Drucke sind die wahre Heimat für Fotografie. Ihre Körperlichkeit kann echte emotionale Reaktion in uns auslösen. Ich spüre diese Körperlichkeit immer noch, wenn ich mir meine Fotografien auf dem Bildschirm anschaue. Sobald ich Bilder aber nur digital mache, ist die Körperlichkeit des Handwerks weg. Drucke geben uns diesen wichtigen Bestandteil zurück. Wenn wir in einem Raum sind und uns Fotodrucke anschauen, ist nichts damit vergleichbar. Drucke bringen uns die Realität näher. Die Beziehung zur Wirklichkeit ist entscheidend, vor allem für Geschichten, die auf einer dokumentarischen Arbeit basieren.
Welches ist Ihr Lieblingspapier von Hahnemühle und warum?
Ich liebe Photo Rag Baryta 315 g/qm, es hat den perfekten Papierton. Vor allem für schwarz-weiß Arbeiten. Die Fotografien sehen aus, wie echte Dunkelkammer-Ausbelichtungen – es ist einfach unglaublich. Wann immer ich auch ausstelle, ich werde immer Photo Rag Baryta benutzen und gelegentlich FineArt Baryta 325 g/qm.
Haben Sie ein Traumprojekt, das Sie gerne einmal realisieren möchten?
Was ich mir wünsche, ist weiterhin an dokumentarischen Geschicten zu arbeiten, um Bilder zu machen.
Was kommt als Nächstes?

DEINE AUFGABEN —
1. Welches Papier von Hahnemühle wird im Interviewauszug als Lieblingspapier genannt?
2. Gib den Teil des Interviewauszugs, der mit den Worten „Ich liebe Photo“ beginnt und mit „Baryta 325 g/qm.“ endet, erneut wieder, und tausche dabei „unglaublich“ gegen „beeindruckend“.

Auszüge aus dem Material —
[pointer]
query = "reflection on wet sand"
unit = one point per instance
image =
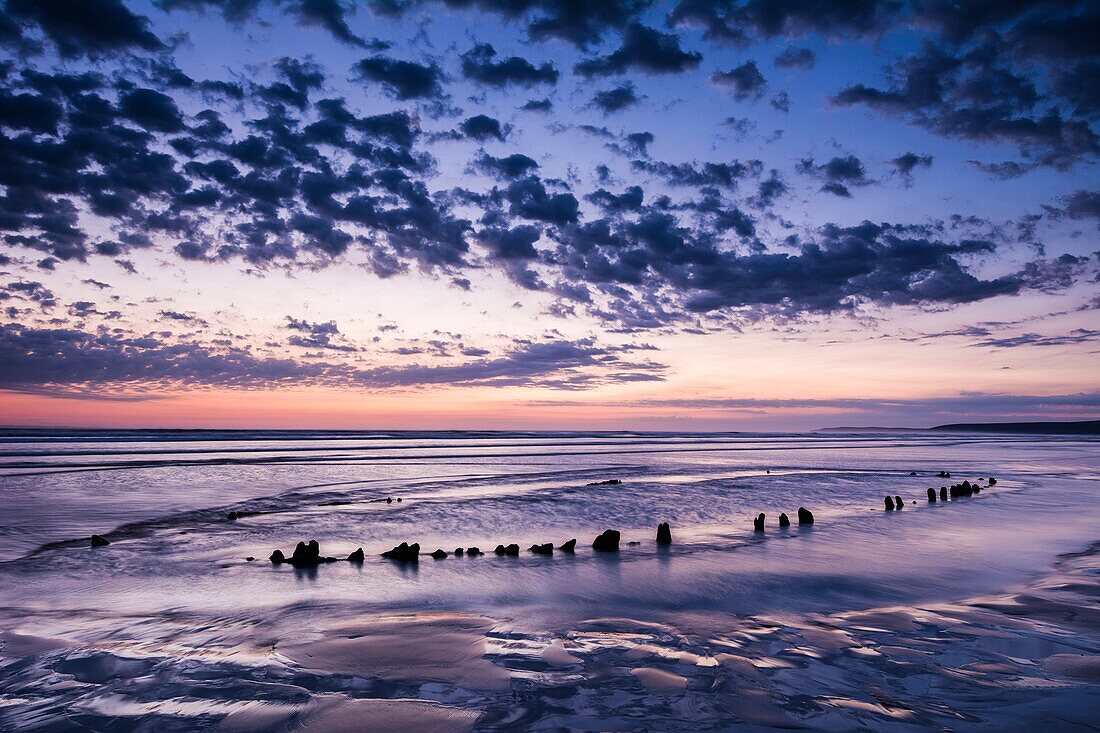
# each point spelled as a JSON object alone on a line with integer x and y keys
{"x": 1036, "y": 652}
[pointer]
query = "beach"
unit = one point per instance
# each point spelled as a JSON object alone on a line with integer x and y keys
{"x": 974, "y": 613}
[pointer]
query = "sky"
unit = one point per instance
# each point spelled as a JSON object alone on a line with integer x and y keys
{"x": 699, "y": 215}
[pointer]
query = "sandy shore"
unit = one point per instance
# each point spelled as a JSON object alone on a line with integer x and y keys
{"x": 1027, "y": 659}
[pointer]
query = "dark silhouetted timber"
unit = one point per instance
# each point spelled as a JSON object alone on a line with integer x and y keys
{"x": 607, "y": 542}
{"x": 404, "y": 553}
{"x": 306, "y": 555}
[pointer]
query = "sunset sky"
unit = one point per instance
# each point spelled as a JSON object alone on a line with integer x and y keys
{"x": 531, "y": 214}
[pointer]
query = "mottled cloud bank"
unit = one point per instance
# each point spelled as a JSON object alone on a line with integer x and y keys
{"x": 109, "y": 148}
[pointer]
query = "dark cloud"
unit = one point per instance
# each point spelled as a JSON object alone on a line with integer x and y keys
{"x": 31, "y": 112}
{"x": 152, "y": 110}
{"x": 479, "y": 65}
{"x": 1084, "y": 205}
{"x": 1075, "y": 337}
{"x": 189, "y": 318}
{"x": 741, "y": 83}
{"x": 481, "y": 128}
{"x": 73, "y": 361}
{"x": 29, "y": 291}
{"x": 529, "y": 199}
{"x": 516, "y": 243}
{"x": 880, "y": 264}
{"x": 617, "y": 98}
{"x": 975, "y": 97}
{"x": 721, "y": 175}
{"x": 838, "y": 173}
{"x": 329, "y": 14}
{"x": 794, "y": 57}
{"x": 537, "y": 106}
{"x": 905, "y": 163}
{"x": 580, "y": 22}
{"x": 645, "y": 50}
{"x": 86, "y": 28}
{"x": 740, "y": 21}
{"x": 316, "y": 336}
{"x": 516, "y": 165}
{"x": 403, "y": 79}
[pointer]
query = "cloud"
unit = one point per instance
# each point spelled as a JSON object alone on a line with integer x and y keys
{"x": 316, "y": 336}
{"x": 740, "y": 21}
{"x": 479, "y": 65}
{"x": 838, "y": 173}
{"x": 582, "y": 22}
{"x": 1084, "y": 205}
{"x": 330, "y": 14}
{"x": 1076, "y": 336}
{"x": 971, "y": 97}
{"x": 481, "y": 128}
{"x": 183, "y": 317}
{"x": 515, "y": 165}
{"x": 403, "y": 79}
{"x": 741, "y": 83}
{"x": 905, "y": 163}
{"x": 722, "y": 175}
{"x": 72, "y": 361}
{"x": 793, "y": 57}
{"x": 537, "y": 106}
{"x": 645, "y": 50}
{"x": 616, "y": 98}
{"x": 86, "y": 28}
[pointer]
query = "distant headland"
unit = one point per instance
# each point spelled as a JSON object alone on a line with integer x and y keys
{"x": 1051, "y": 427}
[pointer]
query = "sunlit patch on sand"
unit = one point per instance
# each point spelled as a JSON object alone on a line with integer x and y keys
{"x": 424, "y": 647}
{"x": 1081, "y": 666}
{"x": 337, "y": 714}
{"x": 24, "y": 645}
{"x": 660, "y": 680}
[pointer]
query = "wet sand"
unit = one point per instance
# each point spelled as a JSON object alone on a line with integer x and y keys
{"x": 1023, "y": 660}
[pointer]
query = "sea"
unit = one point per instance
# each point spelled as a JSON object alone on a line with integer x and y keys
{"x": 977, "y": 612}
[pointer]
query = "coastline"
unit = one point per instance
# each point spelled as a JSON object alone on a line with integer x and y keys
{"x": 1027, "y": 658}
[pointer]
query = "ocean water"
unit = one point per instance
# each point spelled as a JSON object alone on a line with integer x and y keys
{"x": 172, "y": 627}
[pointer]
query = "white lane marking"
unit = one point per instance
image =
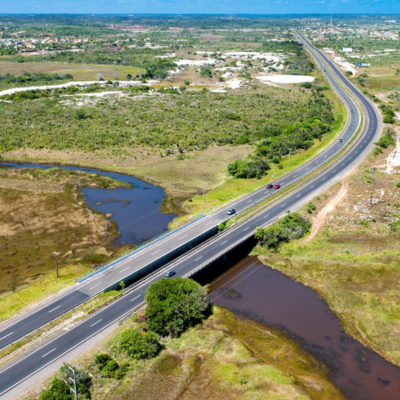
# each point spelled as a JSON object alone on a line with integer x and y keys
{"x": 136, "y": 298}
{"x": 95, "y": 286}
{"x": 44, "y": 355}
{"x": 96, "y": 322}
{"x": 7, "y": 336}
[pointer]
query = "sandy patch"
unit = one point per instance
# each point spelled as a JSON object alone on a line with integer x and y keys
{"x": 234, "y": 83}
{"x": 197, "y": 63}
{"x": 345, "y": 64}
{"x": 255, "y": 55}
{"x": 321, "y": 217}
{"x": 286, "y": 79}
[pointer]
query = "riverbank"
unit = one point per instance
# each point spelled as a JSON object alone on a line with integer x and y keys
{"x": 224, "y": 357}
{"x": 353, "y": 259}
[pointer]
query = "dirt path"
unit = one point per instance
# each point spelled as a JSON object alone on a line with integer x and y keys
{"x": 321, "y": 216}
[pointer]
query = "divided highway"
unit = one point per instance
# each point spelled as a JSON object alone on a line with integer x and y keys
{"x": 184, "y": 266}
{"x": 170, "y": 244}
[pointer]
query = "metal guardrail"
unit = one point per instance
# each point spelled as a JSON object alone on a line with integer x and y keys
{"x": 124, "y": 256}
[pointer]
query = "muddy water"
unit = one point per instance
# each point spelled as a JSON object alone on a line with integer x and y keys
{"x": 135, "y": 210}
{"x": 256, "y": 291}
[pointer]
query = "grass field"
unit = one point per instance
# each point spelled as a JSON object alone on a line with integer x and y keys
{"x": 79, "y": 72}
{"x": 354, "y": 260}
{"x": 223, "y": 358}
{"x": 42, "y": 211}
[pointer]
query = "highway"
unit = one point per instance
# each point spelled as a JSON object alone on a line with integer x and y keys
{"x": 200, "y": 256}
{"x": 165, "y": 247}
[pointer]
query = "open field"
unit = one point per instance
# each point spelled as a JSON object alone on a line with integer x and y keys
{"x": 42, "y": 211}
{"x": 222, "y": 358}
{"x": 84, "y": 72}
{"x": 354, "y": 260}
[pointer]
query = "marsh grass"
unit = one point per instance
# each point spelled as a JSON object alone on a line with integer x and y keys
{"x": 225, "y": 357}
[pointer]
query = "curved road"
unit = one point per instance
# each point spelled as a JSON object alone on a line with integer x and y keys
{"x": 12, "y": 375}
{"x": 137, "y": 262}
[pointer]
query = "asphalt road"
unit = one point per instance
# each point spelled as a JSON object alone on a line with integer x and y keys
{"x": 49, "y": 352}
{"x": 138, "y": 261}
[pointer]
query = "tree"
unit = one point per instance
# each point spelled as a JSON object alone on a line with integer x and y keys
{"x": 58, "y": 390}
{"x": 292, "y": 226}
{"x": 174, "y": 305}
{"x": 140, "y": 345}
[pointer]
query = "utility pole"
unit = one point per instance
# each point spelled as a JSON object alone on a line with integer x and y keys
{"x": 56, "y": 254}
{"x": 372, "y": 185}
{"x": 73, "y": 380}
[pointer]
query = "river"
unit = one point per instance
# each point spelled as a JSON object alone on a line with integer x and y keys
{"x": 251, "y": 289}
{"x": 135, "y": 210}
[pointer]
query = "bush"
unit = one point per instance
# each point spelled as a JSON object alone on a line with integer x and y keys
{"x": 140, "y": 345}
{"x": 385, "y": 141}
{"x": 58, "y": 390}
{"x": 174, "y": 305}
{"x": 292, "y": 226}
{"x": 249, "y": 168}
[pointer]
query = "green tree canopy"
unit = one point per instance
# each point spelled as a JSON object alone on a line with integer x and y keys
{"x": 174, "y": 305}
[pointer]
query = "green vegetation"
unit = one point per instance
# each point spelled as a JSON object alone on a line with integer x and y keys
{"x": 227, "y": 357}
{"x": 108, "y": 367}
{"x": 60, "y": 389}
{"x": 140, "y": 345}
{"x": 388, "y": 114}
{"x": 31, "y": 202}
{"x": 249, "y": 168}
{"x": 174, "y": 305}
{"x": 292, "y": 226}
{"x": 175, "y": 123}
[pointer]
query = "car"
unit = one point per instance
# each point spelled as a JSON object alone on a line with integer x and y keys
{"x": 170, "y": 273}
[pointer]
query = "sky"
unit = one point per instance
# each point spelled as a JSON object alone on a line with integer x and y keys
{"x": 201, "y": 6}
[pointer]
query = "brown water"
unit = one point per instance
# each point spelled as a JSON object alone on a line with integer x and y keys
{"x": 251, "y": 289}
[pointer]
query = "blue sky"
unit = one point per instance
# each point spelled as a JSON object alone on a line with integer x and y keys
{"x": 201, "y": 6}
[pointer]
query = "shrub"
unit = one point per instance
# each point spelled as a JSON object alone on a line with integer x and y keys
{"x": 292, "y": 226}
{"x": 174, "y": 305}
{"x": 140, "y": 345}
{"x": 249, "y": 168}
{"x": 385, "y": 141}
{"x": 58, "y": 390}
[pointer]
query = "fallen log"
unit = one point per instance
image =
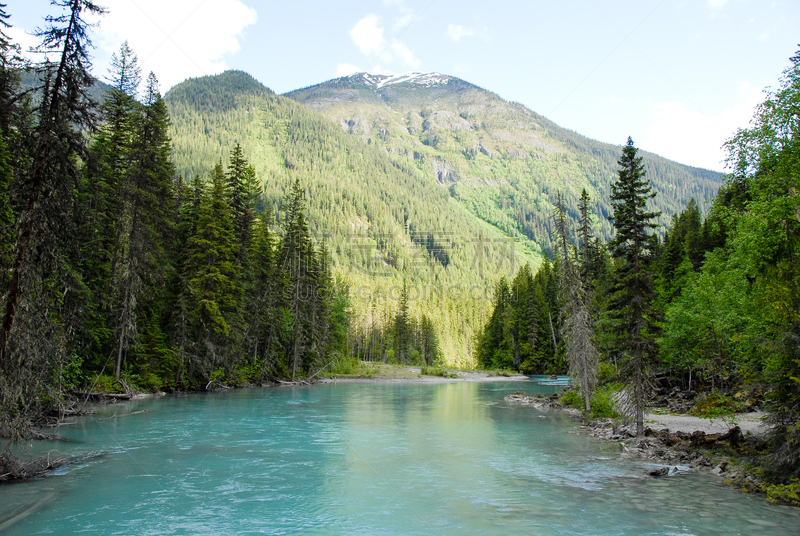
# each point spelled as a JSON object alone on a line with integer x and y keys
{"x": 92, "y": 394}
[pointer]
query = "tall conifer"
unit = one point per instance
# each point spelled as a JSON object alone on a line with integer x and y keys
{"x": 632, "y": 302}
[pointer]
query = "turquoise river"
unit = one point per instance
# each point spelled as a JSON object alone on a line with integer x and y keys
{"x": 365, "y": 459}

ANTWORTEN JE AUFGABE —
1. Photo Rag Baryta 315 g/qm.

2.
Ich liebe Photo Rag Baryta 315 g/qm, es hat den perfekten Papierton. Vor allem für schwarz-weiß Arbeiten. Die Fotografien sehen aus, wie echte Dunkelkammer-Ausbelichtungen – es ist einfach beeindruckend. Wann immer ich auch ausstelle, ich werde immer Photo Rag Baryta benutzen und gelegentlich FineArt Baryta 325 g/qm.